Begin TEXT TO READ
There is a seemingly endless set of resources online for visualizing and monitoring traffic trends. In reality, many companies will eschew third-party products and elect instead to utlize a business intelligence (BI) dashboard or tailoring open source Python scripts to analyze and visualize data.

A more granular form of considering anomalies is not to look for high-level trends, but rather, to spot abnormal behavior coming from specific users.

The following Python code snippets represent a conceptual example of a "login anamoloy detection" algorithm. The first piece of code below calculates the daily number of logins per user to build up a statistical history (variable = "daily_logins_per_user_count")





In [None]:
WITH daily_logins_per_user_count AS
(
  SELECT userID,
    LoginDate,
    count(*) AS count_logins
  FROM user_logins
  GROUP BY 1, 2
)

After producing the login histogram, the following metrics are recorded in order to measure the level of density/velocity in user logins:

• Rate of normal volume days out of total number of active days for this user

• Rate of abnormal volume days out of total number of active days for this user

• Rate of abnormal volume days out of sum of logins, allowing a focus on users who consistently show abnormal figures versus users who spiked for only a short period of time

• Average login rate: simple division of logins out of all active days

In [None]:
SELECT userID,
sum(CASE
    WHEN count_logins = 1 THEN 1
    ELSE 0
  END)/count(*) AS perc_of_1_logins_in_perc,
sum(CASE
    WHEN count_logins >1 THEN 1
    ELSE 0 END)/count(*) AS perc_of_above_1_logins_in_perc,
sum(CASE
    WHEN count_logins >1 THEN count_logins
    ELSE 0
  END)/sum(count_logins) AS perc_of_above_1_logins_sum(count_logins)
sum(count_logins) total_login
  FROM daily_logins_per_user_count
GROUP BY 1;
End TEXT TO READ
**THE TASKS**
a – According to the login anomaly excerpt, what does the first piece of code calculate?
b – For each statement, decide whether it agrees with the login anomaly excerpt, and answer yes or no with the deciding words quoted from it: (i) Many companies prefer third-party products over building their own dashboards or scripts. (ii) The average login rate is found by dividing logins by all active days. (iii) The more granular approach looks for high-level trends.
c – Reproduce, word for word, the part of the login anomaly excerpt that opens with the words containing "There is a seemingly" and closes with "from specific users.".
The items after this point have no role in this work.
Begin STORED ROWS
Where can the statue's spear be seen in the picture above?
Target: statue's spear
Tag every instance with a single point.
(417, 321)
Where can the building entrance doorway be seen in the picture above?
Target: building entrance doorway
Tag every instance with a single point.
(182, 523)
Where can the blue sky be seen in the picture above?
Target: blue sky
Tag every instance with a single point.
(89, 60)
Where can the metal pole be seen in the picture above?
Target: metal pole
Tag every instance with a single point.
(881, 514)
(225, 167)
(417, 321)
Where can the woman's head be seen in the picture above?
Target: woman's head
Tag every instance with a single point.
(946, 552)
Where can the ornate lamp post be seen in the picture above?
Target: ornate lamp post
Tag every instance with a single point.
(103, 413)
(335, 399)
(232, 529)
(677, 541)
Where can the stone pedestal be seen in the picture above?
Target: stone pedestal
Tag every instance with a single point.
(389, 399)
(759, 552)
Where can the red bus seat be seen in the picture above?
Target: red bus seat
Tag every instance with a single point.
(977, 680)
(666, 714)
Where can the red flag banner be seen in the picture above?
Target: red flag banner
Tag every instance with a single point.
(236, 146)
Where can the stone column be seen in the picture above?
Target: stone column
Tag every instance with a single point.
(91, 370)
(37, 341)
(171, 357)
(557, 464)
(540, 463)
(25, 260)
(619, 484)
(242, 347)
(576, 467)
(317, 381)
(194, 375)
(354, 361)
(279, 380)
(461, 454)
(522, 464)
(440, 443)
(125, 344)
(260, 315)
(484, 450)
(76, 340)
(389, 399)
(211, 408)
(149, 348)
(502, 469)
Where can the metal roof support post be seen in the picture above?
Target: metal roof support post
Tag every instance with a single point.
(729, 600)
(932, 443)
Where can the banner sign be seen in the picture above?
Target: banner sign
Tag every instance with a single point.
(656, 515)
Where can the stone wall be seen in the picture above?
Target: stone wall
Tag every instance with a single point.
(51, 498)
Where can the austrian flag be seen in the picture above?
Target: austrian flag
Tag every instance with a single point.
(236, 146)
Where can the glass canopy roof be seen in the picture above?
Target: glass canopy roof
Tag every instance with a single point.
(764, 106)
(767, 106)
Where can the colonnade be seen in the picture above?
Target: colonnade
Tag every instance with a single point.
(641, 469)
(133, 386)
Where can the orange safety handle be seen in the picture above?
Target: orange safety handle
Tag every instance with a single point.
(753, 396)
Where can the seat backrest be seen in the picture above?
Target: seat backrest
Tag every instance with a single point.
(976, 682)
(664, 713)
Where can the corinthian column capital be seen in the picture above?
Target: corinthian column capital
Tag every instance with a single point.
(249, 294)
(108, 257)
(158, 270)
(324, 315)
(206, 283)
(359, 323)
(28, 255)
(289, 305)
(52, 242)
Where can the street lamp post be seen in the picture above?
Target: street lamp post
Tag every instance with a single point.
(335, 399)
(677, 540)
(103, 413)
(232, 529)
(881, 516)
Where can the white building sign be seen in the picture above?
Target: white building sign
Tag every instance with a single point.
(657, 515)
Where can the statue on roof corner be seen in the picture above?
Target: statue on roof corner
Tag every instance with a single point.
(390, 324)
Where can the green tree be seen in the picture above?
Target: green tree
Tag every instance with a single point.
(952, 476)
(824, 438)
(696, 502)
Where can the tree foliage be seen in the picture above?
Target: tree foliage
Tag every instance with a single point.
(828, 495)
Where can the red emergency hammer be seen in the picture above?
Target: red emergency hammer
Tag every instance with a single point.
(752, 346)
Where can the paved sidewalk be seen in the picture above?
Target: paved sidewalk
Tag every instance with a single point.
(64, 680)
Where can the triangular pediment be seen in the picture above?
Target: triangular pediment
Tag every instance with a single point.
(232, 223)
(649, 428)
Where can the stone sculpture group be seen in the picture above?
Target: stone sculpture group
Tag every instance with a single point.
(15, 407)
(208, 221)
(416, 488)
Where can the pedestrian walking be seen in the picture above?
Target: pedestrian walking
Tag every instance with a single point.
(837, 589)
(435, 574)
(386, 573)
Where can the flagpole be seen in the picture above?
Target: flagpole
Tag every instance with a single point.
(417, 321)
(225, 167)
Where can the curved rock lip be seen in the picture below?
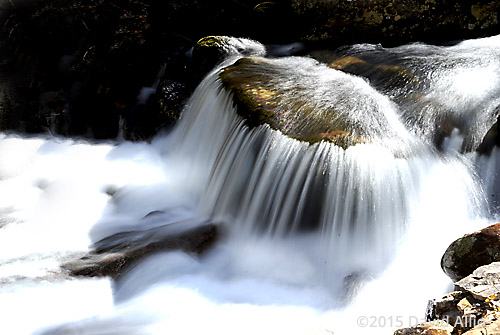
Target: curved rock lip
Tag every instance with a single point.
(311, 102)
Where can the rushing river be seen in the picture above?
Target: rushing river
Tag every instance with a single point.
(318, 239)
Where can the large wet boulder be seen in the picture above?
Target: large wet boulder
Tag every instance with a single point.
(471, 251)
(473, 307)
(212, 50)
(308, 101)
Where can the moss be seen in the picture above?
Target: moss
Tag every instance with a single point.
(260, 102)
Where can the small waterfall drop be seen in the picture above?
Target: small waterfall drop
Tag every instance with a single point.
End STORED ROWS
Begin STORED ROWS
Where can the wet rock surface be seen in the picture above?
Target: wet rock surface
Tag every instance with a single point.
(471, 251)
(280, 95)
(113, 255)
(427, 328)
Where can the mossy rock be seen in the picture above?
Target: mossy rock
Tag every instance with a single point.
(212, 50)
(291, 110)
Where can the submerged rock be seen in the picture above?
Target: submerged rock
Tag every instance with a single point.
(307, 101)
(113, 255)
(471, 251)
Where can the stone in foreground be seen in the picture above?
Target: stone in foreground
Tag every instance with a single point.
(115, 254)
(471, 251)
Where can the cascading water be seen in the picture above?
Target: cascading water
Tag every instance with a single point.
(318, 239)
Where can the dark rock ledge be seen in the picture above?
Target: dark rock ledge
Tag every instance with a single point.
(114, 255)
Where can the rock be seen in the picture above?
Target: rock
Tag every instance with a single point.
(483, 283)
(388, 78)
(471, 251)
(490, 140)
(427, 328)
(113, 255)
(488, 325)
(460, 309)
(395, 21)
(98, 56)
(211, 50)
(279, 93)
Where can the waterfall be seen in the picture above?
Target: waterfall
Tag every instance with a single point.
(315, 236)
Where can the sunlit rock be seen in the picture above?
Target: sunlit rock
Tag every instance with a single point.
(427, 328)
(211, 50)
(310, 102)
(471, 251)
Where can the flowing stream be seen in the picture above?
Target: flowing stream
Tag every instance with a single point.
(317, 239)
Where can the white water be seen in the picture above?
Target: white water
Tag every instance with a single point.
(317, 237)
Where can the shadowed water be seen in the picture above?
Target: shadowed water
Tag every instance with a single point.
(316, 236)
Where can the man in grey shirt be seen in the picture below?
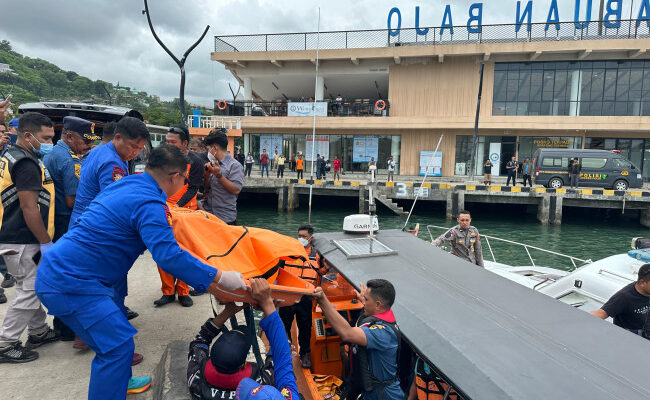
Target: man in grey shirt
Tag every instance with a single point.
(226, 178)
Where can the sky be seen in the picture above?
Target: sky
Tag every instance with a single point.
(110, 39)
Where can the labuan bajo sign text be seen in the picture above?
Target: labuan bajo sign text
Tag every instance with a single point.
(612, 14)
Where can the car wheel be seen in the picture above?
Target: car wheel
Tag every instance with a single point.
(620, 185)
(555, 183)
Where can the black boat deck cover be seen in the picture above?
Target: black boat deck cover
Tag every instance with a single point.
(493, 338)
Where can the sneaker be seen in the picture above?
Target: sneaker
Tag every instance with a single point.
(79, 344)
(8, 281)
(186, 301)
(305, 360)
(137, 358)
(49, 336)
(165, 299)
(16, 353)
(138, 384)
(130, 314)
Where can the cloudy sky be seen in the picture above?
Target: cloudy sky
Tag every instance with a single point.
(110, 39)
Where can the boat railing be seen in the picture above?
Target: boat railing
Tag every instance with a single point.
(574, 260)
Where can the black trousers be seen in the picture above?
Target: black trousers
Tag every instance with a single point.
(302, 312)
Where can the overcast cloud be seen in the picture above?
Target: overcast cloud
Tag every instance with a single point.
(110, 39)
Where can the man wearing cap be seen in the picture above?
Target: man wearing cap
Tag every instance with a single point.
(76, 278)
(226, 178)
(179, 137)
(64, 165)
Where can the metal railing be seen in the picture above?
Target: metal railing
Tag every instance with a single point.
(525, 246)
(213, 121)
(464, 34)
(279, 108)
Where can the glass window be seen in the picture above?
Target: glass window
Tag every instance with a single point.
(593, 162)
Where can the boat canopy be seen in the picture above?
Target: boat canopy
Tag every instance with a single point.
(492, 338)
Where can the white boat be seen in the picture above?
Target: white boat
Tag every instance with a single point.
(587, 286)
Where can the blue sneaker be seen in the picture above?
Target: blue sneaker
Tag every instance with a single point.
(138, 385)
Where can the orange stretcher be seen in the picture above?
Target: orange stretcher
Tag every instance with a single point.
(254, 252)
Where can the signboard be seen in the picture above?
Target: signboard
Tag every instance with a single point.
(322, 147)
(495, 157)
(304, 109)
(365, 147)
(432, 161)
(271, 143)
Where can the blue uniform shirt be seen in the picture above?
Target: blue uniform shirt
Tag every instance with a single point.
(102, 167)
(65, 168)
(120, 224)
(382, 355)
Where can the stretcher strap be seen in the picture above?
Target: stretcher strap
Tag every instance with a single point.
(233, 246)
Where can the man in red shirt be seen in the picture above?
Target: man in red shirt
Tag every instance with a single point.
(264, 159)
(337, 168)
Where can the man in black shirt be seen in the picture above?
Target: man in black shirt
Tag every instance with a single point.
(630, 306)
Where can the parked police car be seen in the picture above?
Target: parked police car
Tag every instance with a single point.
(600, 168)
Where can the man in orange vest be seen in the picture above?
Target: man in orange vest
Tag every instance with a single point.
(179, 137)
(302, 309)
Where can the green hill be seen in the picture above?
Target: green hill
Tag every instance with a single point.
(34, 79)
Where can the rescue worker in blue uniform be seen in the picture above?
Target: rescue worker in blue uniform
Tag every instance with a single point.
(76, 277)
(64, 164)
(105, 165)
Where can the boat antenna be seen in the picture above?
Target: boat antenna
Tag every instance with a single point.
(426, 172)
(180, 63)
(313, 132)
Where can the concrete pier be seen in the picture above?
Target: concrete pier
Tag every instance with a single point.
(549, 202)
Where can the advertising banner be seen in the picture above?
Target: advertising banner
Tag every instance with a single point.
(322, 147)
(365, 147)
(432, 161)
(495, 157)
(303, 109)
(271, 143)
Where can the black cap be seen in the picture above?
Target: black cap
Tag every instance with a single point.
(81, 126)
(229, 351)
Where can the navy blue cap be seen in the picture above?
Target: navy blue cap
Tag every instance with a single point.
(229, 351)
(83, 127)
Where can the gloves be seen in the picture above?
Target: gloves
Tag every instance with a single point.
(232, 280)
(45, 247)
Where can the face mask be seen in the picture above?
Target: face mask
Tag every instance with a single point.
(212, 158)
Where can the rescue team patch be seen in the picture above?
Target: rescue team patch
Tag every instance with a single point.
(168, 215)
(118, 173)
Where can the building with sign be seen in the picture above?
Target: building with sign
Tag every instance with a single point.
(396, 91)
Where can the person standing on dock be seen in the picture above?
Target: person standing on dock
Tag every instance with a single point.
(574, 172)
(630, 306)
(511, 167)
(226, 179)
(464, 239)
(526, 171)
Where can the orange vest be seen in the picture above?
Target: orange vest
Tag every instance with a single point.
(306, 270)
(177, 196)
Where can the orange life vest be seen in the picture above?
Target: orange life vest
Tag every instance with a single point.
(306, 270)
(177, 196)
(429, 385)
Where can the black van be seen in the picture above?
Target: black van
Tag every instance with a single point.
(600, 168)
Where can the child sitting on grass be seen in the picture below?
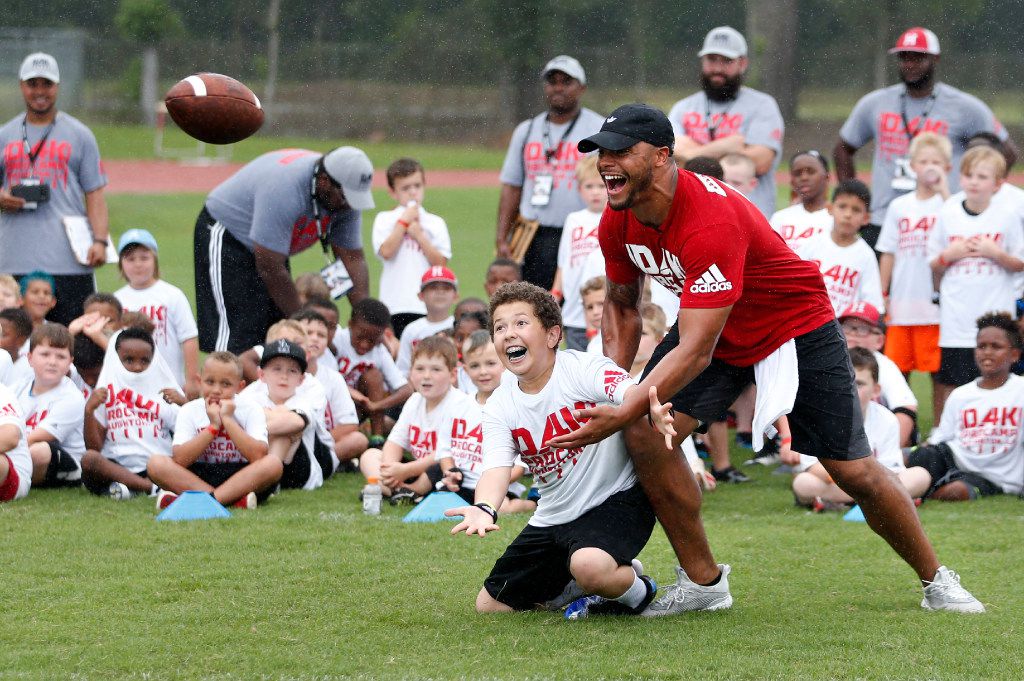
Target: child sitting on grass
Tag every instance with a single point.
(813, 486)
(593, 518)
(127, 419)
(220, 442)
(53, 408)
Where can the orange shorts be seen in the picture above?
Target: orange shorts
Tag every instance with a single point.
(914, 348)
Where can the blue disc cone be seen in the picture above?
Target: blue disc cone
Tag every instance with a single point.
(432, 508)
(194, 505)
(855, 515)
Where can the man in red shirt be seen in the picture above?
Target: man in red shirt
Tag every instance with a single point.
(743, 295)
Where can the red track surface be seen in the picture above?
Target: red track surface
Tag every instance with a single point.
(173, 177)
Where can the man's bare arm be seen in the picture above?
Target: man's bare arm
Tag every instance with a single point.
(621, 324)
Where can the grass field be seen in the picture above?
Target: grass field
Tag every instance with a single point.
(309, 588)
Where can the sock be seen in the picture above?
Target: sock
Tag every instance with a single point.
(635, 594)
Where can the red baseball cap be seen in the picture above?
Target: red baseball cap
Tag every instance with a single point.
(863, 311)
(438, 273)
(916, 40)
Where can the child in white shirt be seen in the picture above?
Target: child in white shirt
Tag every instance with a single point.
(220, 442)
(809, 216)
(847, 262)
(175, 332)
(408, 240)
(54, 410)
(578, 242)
End STORED ROWS
**SOLVED TASKS**
a – It calculates the daily number of logins per user, to build up a statistical history.

b –
(i) No: "many companies will eschew third-party products"
(ii) Yes: "Average login rate: simple division of logins out of all active days"
(iii) No: "is not to look for high-level trends, but rather, to spot abnormal behavior coming from specific users"

c –
There is a seemingly endless set of resources online for visualizing and monitoring traffic trends. In reality, many companies will eschew third-party products and elect instead to utlize a business intelligence (BI) dashboard or tailoring open source Python scripts to analyze and visualize data.

A more granular form of considering anomalies is not to look for high-level trends, but rather, to spot abnormal behavior coming from specific users.